ABOUT THIS EXERCISE:
The data below should be repeated exactly and in full.

LISTED RECORDS:
____________________

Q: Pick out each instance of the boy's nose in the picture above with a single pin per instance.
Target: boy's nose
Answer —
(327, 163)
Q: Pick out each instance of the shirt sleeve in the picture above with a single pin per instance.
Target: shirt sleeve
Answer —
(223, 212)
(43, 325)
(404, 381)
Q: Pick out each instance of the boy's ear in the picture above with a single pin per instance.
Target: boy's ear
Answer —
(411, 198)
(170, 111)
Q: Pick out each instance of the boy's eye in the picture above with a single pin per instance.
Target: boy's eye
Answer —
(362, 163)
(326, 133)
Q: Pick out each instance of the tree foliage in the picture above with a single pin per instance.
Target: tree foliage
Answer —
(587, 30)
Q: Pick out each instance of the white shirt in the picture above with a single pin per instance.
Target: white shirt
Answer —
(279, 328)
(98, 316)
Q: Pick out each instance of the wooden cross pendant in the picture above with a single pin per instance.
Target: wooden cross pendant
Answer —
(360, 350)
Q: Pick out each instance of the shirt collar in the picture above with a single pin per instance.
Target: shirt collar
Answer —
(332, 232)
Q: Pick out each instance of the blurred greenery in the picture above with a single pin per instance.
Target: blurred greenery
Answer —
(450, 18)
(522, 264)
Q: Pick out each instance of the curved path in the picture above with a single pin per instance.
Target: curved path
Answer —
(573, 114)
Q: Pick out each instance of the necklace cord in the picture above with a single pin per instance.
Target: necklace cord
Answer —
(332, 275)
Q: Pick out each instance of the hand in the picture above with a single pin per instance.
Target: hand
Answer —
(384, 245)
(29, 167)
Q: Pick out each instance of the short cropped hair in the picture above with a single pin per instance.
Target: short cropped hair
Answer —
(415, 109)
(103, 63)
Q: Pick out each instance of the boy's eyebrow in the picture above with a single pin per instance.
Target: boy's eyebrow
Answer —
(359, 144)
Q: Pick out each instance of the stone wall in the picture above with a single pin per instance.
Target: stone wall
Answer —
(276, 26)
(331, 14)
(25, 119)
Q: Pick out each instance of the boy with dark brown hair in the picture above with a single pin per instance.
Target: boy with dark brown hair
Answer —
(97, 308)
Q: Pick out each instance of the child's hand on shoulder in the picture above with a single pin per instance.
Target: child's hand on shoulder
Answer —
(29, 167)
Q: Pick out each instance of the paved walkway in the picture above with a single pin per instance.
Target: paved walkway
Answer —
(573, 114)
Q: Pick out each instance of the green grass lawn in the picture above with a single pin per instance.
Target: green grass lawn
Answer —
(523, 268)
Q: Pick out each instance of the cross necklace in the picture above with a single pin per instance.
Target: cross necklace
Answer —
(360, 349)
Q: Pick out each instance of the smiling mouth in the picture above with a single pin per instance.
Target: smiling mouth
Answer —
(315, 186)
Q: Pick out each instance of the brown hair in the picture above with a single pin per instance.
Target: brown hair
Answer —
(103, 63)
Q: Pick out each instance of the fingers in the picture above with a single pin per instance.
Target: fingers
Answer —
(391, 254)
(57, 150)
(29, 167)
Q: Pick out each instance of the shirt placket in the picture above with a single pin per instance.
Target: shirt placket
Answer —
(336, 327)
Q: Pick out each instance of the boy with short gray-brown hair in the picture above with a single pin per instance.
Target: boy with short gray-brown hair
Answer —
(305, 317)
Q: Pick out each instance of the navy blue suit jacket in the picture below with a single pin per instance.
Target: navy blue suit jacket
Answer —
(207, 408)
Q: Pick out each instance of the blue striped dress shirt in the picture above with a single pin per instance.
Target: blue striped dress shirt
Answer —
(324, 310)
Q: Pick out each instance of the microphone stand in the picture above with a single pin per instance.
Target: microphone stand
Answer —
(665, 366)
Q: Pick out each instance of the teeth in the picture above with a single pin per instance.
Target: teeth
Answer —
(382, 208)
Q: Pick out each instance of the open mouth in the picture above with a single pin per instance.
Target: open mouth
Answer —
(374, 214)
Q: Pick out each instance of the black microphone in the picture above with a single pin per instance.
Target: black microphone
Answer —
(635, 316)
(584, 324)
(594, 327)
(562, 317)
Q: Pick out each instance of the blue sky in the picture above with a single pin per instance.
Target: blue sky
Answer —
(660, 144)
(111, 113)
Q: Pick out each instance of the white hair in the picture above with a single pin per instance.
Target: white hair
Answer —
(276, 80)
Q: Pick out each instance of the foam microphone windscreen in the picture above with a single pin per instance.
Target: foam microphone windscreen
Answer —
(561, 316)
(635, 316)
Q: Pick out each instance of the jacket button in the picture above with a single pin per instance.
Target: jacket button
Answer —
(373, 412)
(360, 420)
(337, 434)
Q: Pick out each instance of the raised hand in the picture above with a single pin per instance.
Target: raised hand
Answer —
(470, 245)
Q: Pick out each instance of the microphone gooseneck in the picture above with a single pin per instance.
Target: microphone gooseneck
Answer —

____________________

RESPONSE TO THIS TASK:
Q: Pick out each instance of the boy's nose in the picture above with a single pin per instance.
Target: boy's nose
Answer —
(327, 163)
Q: Pick out each instance of the shirt sleeve in the picture above with a single pin per instance.
Target: shirt sleeve
Answer —
(223, 212)
(43, 325)
(404, 381)
Q: Pick out each instance of the boy's ear in the picture above with a single pin per instance.
Target: boy's ear
Answer —
(411, 198)
(170, 111)
Q: Pick out each instance of the boy's eye in the picture above with a single pin per instance.
Target: boy's eye
Answer —
(362, 163)
(326, 133)
Q: Pick out each instance of the tree foliage in the picture above with a single pin per instance.
Target: tree foliage
Answer —
(587, 30)
Q: Pick out each instance of the white shirt in the picture above with a single pin per instance.
Target: white shirt
Answer —
(279, 328)
(98, 316)
Q: Pick out each instance of the wooden cross pendant in the picture above with a single pin per instance.
Target: wooden cross pendant
Answer —
(360, 350)
Q: Pick out each instance of the shirt collar in the picture above with a single pin per instance.
Target: shirt collar
Answer —
(332, 232)
Q: Pick out each instance of the blurred greenery in the picture above with a single pin per instance.
Target: blurred greenery
Answer —
(450, 18)
(522, 264)
Q: Pick out each instance of the curved path in the picture above with a single pin per instance.
Target: curved path
Answer —
(573, 114)
Q: Pick out each instance of the necklace cord in the picture above with a single pin per instance.
Target: necklace cord
Answer —
(332, 275)
Q: Pick out each instance of the hand in the picture above with a single pin per instance.
Target: hand
Answer —
(384, 245)
(29, 167)
Q: Pick out each instance of the short cropped hair in the picture above with a single pin per instance.
Target: short cropped hair
Answer —
(415, 109)
(103, 63)
Q: Pick out each instance of the boy's eyebrow in the picture above with a single pin per instance.
Target: boy's eyebrow
Answer —
(359, 144)
Q: Pick out each instance of the stone wall in the picture above with a single pin per instance.
Target: stone wall
Answer —
(276, 26)
(331, 14)
(25, 119)
Q: Pick out each instance of the boy with dark brown hair in the picture above with a single pin per instance.
Target: boy with dark brown hair
Answer —
(97, 308)
Q: Pick out each instance of the child's hand on shoulder in the picture above with a single pin per instance.
Target: child's hand on shoulder
Answer —
(29, 167)
Q: Pick out each instance of the paved walkway in the picture above with a single pin per instance.
Target: paved walkway
Answer —
(573, 114)
Q: Pick out each instance of the green grass lawn in the picture above with a single pin per instance.
Target: green grass lawn
Answer —
(523, 268)
Q: Pick out each instance of the cross necklace in the picture above with a single pin per instance.
Target: cross necklace
Answer —
(360, 349)
Q: Pick out each instance of the smiling mouth in the picture above with a single pin per instance.
Target: smiling mouth
Answer —
(315, 186)
Q: Pick out each instance of the brown hair in the picture above with a single pin per instance.
Target: brown hair
Answer —
(103, 63)
Q: Pick out each instance of the fingers in the picture above with a single pin per instance.
Target: fingers
Answer —
(391, 254)
(57, 150)
(29, 167)
Q: Pick out each instance of the shirt placket in the picture above with a single pin per instance.
Target: shirt placket
Answer —
(336, 327)
Q: Pick out each instance of the boy with short gray-brown hair in the picture above with a single pin per instance.
Target: boy with short gray-brown hair
Answer —
(305, 317)
Q: Pick out each instance of the navy blue suit jacket in the picture below with a single pin per instance.
Target: navy blue suit jacket
Answer —
(207, 408)
Q: Pick out each instance of the blue striped dress shirt in the picture above with a single pin per instance.
Target: blue striped dress shirt
Answer —
(324, 310)
Q: Pick out each instance of the microphone stand in the picture above with a single pin per instance.
Target: microphone stand
Answer —
(665, 366)
Q: Pick out each instance of the teeth in the picture above with a single pin per instance.
Target: teeth
Answer —
(382, 208)
Q: Pick out each instance of the open mouth in the picture above with a single pin per instance.
Target: open mouth
Answer —
(374, 214)
Q: Pick out each instance of the black microphone in the picture above with a single pin per instance.
Target: black microphone
Answer —
(635, 316)
(584, 324)
(594, 327)
(562, 317)
Q: Pick out each instance of the blue sky in the picture above with a single pin per instance.
Target: blue sky
Answer —
(660, 144)
(111, 113)
Q: Pick out each instance of the white hair in the picture above with a single pin per instance.
Target: white hair
Answer —
(276, 80)
Q: Pick out each instance of the foam microphone windscreen in the picture above with a single pin per instance.
Target: foam microphone windscreen
Answer —
(561, 316)
(635, 316)
Q: Pick out each instance of the jacket button in the picture above with a single pin per instance.
Target: jacket button
Answer —
(373, 412)
(360, 420)
(337, 434)
Q: Pick out each instance of the raised hand in the picture above with a single pin per instance.
Target: raised hand
Answer —
(470, 245)
Q: Pick out each instance of the microphone gooseneck in the picture above with a single pin per instance.
Target: microphone gooseneck
Answer —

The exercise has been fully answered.